Begin DATA EXTRACT
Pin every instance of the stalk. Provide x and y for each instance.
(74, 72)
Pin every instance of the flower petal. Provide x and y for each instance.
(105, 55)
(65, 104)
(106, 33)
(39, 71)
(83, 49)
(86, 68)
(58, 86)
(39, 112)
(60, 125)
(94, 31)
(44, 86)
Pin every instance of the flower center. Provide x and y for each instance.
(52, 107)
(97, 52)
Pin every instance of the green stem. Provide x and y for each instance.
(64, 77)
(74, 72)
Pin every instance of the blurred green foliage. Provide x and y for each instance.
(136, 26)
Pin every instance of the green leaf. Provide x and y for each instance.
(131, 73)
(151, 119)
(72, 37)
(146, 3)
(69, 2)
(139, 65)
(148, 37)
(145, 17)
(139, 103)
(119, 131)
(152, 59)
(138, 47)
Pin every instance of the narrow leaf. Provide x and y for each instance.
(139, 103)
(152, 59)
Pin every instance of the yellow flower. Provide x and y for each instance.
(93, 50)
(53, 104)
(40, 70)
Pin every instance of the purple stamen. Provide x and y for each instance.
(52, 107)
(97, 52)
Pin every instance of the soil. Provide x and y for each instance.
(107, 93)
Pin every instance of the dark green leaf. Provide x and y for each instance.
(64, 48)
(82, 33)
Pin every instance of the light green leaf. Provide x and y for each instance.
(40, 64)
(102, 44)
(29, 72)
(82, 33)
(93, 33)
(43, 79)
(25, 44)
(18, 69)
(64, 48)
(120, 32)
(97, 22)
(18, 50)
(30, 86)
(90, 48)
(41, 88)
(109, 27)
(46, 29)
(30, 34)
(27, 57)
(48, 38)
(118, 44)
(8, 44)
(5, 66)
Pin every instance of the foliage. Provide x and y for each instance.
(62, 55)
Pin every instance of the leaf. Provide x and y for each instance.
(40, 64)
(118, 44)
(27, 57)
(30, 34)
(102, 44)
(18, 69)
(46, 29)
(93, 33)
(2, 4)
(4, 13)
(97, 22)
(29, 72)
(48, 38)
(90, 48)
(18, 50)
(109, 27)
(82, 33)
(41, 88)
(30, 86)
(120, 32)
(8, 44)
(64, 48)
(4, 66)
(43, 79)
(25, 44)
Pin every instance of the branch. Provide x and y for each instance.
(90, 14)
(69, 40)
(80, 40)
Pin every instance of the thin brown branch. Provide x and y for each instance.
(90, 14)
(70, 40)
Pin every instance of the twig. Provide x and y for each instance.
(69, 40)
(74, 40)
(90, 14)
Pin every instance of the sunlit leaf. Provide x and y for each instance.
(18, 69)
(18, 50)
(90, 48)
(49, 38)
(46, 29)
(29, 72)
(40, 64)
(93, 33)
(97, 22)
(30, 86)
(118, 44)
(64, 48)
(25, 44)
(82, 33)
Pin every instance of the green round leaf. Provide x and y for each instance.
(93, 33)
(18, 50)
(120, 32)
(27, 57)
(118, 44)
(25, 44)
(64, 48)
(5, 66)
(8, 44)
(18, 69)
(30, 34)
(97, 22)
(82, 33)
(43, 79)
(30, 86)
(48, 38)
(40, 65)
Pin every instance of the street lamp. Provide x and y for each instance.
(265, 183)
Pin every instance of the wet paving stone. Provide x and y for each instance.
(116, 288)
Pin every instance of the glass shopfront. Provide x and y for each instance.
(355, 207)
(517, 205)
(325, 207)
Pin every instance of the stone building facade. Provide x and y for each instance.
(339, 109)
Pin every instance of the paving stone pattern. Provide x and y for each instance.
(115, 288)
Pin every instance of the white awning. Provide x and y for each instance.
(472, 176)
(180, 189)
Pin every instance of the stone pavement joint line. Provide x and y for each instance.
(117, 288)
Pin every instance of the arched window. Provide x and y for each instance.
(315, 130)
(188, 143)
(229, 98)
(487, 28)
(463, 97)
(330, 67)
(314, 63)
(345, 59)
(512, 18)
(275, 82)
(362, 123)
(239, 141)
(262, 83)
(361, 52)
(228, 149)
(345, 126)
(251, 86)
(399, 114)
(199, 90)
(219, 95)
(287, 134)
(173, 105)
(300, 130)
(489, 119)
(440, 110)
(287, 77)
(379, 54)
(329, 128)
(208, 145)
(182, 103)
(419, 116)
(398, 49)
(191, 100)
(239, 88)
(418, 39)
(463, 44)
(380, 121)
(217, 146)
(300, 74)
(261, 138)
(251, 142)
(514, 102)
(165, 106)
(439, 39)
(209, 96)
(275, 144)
End DATA EXTRACT
- CHALLENGE:
Output the full listing without altering anything.

- ANSWER TO THE EXERCISE:
Pin every instance of the stalk. Provide x and y for each instance.
(74, 72)
Pin every instance of the flower petal. Provide x and y for each instance.
(105, 55)
(65, 104)
(106, 33)
(39, 71)
(83, 49)
(86, 68)
(58, 86)
(39, 112)
(60, 125)
(94, 31)
(44, 86)
Pin every instance of the flower center. Provide x and y for each instance.
(52, 107)
(97, 52)
Pin every instance of the green stem. Provide x and y for each instance.
(64, 77)
(74, 72)
Pin every instance of the blurred green foliage. Provide x and y for each instance.
(136, 26)
Pin every instance of the green leaf. Provide x and y for each instance.
(131, 73)
(151, 119)
(72, 37)
(146, 3)
(69, 2)
(139, 65)
(148, 37)
(145, 17)
(139, 103)
(119, 131)
(152, 59)
(138, 47)
Pin every instance of the narrow leaf. Provide x and y for each instance.
(139, 103)
(152, 59)
Pin every instance of the yellow flower. Provide x and y for each instance.
(93, 50)
(53, 104)
(40, 70)
Pin every instance of the purple stamen. Provide x and y for each instance.
(52, 107)
(97, 52)
Pin every instance of the soil. Provide x and y for each instance.
(107, 93)
Pin every instance of the dark green leaf. Provide x and y for each instance.
(64, 48)
(82, 33)
Pin every instance of the light green leaf. Provide x and y for each instance.
(40, 64)
(102, 44)
(29, 72)
(82, 33)
(93, 33)
(43, 79)
(25, 44)
(18, 69)
(64, 48)
(120, 32)
(97, 22)
(18, 50)
(30, 86)
(90, 48)
(41, 88)
(109, 27)
(46, 29)
(30, 34)
(27, 57)
(48, 38)
(118, 44)
(8, 44)
(5, 66)
Pin every instance of the foliage. Provide x and y for each instance.
(62, 55)
Pin every instance of the leaf. Provide x and y for each instance.
(40, 64)
(118, 44)
(27, 57)
(30, 34)
(102, 44)
(18, 69)
(46, 29)
(93, 33)
(2, 4)
(4, 13)
(97, 22)
(29, 72)
(48, 38)
(90, 48)
(18, 50)
(109, 27)
(82, 33)
(41, 88)
(30, 86)
(120, 32)
(8, 44)
(64, 48)
(4, 66)
(43, 79)
(25, 44)
Pin every instance of the branch. Provide x and y for each instance.
(90, 14)
(69, 40)
(80, 40)
Pin every instance of the thin brown branch. Provide x and y for each instance.
(90, 14)
(70, 40)
Pin every instance of the twig. Provide x and y for each instance.
(69, 40)
(74, 40)
(90, 14)
Pin every instance of the sunlit leaf. Provide x and y for each instance.
(18, 69)
(18, 50)
(90, 48)
(49, 38)
(46, 29)
(29, 72)
(40, 64)
(93, 33)
(97, 22)
(30, 86)
(118, 44)
(64, 48)
(25, 44)
(82, 33)
Pin every instance of the green round leaf. Provide x and y for each instance.
(93, 33)
(18, 50)
(120, 32)
(27, 57)
(118, 44)
(25, 44)
(64, 48)
(5, 66)
(8, 44)
(18, 69)
(30, 34)
(97, 22)
(82, 33)
(43, 79)
(30, 86)
(48, 38)
(40, 65)
Pin every instance of the street lamp. Provide x and y for each instance.
(265, 183)
Pin every instance of the wet paving stone. Provide x and y for each instance.
(116, 288)
Pin every instance of the glass shopfront. Provide x and y for each instance.
(355, 207)
(517, 205)
(325, 207)
Pin every instance of the stone building facade. Provide x and y for each instance.
(339, 109)
Pin every instance of the paving stone pattern. Provide x and y for each instance.
(115, 288)
Pin every instance of the white awning. Provide x and y for each instance.
(472, 176)
(180, 189)
Pin every instance of the stone pavement joint line. Provide x and y for each instance.
(117, 288)
Pin every instance of the arched window. Provide x and y for each instance.
(315, 130)
(188, 143)
(229, 98)
(487, 28)
(463, 97)
(330, 67)
(314, 63)
(345, 59)
(512, 18)
(275, 82)
(362, 123)
(239, 141)
(262, 83)
(361, 52)
(228, 149)
(345, 126)
(251, 86)
(399, 114)
(199, 90)
(219, 95)
(287, 134)
(173, 105)
(300, 130)
(489, 119)
(440, 110)
(287, 77)
(379, 54)
(329, 128)
(208, 145)
(182, 103)
(419, 116)
(398, 49)
(191, 100)
(239, 88)
(418, 39)
(463, 44)
(380, 121)
(217, 146)
(300, 74)
(261, 138)
(251, 142)
(514, 102)
(165, 106)
(439, 39)
(209, 96)
(275, 144)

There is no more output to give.